→ **BRIEF**
Below are some records; reproduce every one of them exactly.
(Beginning of RECORD EXTRACTS)
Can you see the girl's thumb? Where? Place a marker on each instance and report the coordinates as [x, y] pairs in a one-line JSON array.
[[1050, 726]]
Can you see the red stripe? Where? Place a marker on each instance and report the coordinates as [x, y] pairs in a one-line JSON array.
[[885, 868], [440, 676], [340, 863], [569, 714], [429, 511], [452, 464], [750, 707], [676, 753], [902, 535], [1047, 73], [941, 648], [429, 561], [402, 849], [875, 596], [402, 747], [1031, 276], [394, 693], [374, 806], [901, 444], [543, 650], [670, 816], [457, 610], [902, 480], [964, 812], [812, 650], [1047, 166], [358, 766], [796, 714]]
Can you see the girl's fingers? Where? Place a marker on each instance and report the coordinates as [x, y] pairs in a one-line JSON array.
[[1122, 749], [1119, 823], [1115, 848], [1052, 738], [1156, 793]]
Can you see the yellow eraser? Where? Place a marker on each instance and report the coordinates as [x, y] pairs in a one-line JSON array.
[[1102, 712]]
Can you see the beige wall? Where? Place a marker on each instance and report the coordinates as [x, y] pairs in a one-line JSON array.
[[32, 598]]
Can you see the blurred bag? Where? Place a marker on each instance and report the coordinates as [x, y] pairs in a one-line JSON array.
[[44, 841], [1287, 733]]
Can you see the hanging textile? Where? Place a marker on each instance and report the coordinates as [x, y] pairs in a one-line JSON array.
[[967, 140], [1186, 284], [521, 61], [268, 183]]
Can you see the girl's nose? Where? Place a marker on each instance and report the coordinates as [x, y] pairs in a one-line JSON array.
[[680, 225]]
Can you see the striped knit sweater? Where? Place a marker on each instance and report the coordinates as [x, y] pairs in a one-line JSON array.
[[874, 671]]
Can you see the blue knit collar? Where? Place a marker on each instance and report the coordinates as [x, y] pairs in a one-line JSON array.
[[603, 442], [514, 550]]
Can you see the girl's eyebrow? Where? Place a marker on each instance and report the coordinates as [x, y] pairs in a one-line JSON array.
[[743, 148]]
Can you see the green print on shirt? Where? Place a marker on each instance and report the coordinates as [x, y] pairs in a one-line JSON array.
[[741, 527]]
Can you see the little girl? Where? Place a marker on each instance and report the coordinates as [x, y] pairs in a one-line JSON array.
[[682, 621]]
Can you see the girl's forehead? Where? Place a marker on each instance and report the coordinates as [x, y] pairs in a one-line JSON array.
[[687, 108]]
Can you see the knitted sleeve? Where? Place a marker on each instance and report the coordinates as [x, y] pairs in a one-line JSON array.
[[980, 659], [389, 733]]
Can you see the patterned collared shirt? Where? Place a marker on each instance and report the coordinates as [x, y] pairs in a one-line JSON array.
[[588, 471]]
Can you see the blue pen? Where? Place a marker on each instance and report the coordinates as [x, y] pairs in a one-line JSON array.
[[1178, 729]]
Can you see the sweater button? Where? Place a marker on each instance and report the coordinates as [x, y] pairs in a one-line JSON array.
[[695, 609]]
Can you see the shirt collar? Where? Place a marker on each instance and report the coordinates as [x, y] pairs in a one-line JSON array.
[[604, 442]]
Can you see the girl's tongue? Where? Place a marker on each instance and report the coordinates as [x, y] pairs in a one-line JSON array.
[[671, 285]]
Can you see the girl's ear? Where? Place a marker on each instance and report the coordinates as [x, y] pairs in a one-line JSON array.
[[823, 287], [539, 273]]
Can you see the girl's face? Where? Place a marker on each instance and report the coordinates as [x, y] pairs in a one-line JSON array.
(End of RECORD EXTRACTS)
→ **FINISHED EXERCISE**
Can you see the girl's thumb? Where? Place a marker on each instance and report the coordinates as [x, y] pairs in a one-line JSON array.
[[1050, 726]]
Can you see the red stripe? Where? Place a marker on each instance and report the coordinates as [x, y] pairs in a one-line JSON array.
[[885, 868], [440, 676], [340, 863], [569, 714], [429, 511], [452, 464], [750, 707], [676, 753], [902, 535], [1047, 73], [941, 648], [429, 561], [402, 849], [875, 596], [402, 747], [1031, 276], [394, 693], [374, 806], [901, 444], [543, 650], [670, 816], [457, 610], [902, 480], [964, 812], [812, 650], [1047, 166], [358, 766], [796, 714]]
Can you see the girl's fingers? Where? Place a marker on each instance and report the coordinates as [x, y] pairs in a one-line JSON array.
[[1122, 749], [1119, 823], [1115, 848], [1052, 738], [1156, 793]]
Can you see the yellow eraser? Where? Place a marker on each instance and report the coordinates as [x, y] pairs in a one-line JSON array.
[[1102, 712]]
Can you see the beige wall? Where? Place a marker on each instance and report the coordinates as [x, y] pairs in a one-line JSON array.
[[32, 598]]
Can you see the blurred bag? Where? Place a marker on each instance and report the coordinates as [x, y] pairs in a one-line JSON array.
[[44, 841], [1287, 733]]
Can you see the hanging textile? Where? Place a marker on each instance and report the coordinates as [x, y] pairs in a one-line JSON array.
[[967, 140], [1186, 284], [521, 61], [268, 183]]
Can you see the girl's nose? Where? Place a marker on each instance and report the coordinates as [x, y] pairs in a one-line JSON array.
[[680, 225]]
Can you see the striped knit sweater? Where? Place a marker on each instance and report the coordinates as [x, y] pairs in a one-line JSON array.
[[874, 671]]
Can you see the blue knit collar? Where? Place a marker on each instance and report the coordinates as [x, y] pairs in a one-line JSON array.
[[603, 442], [514, 550]]
Can you see the girl's eyebrow? Where? Place a marker on each instance and report the coordinates as [x, y] pairs in a one-line JSON array.
[[743, 148]]
Can you see the green print on shirt? Where? Place a marker on each instance and report the coordinates as [x, y] pairs in a one-line JSON array.
[[741, 527]]
Can you see the little girl? Where? Place a marker on each instance and report the coordinates as [x, y] pairs in a one-line JSON array.
[[682, 621]]
Can you see the girl's forehead? Where? Place a marker on each instance and report the coordinates as [x, y] pairs in a one-line JSON array.
[[687, 108]]
Can you see the knitted sleeve? Where? Place a marker on each instance and report the coordinates as [x, y] pairs in a one-line JSON array.
[[980, 659], [389, 733]]
Can you see the patterned collared shirt? Where? Place a marker on each instance and report the coordinates as [x, y] pairs in a one-line JSON array.
[[588, 471]]
Can you see the blue pen? Where? Place a marker on each instance and report the coordinates as [x, y] pairs in a one-line JSON array.
[[1178, 729]]
Can you see the sweater button? Where? Place a marker on each instance and report the coordinates as [x, y] pairs in a one-line JSON array.
[[695, 609]]
Can you see the shirt collar? Where? Place a marker on each instance and report the coordinates as [x, y] pairs in a one-line JSON array.
[[604, 442]]
Can you see the girl's tongue? Where? Place a marker on each instance and report the coordinates as [x, y] pairs in a one-line JSON array.
[[671, 285]]
Can you see the girl's ear? Where? Place a marker on each instance and report the coordinates as [x, y] pairs in a one-line JSON array.
[[823, 287], [539, 273]]
Can you see the girl's face? Where? Place a marker on each instance and report the coordinates as [x, y] pairs in a one-line JSON array.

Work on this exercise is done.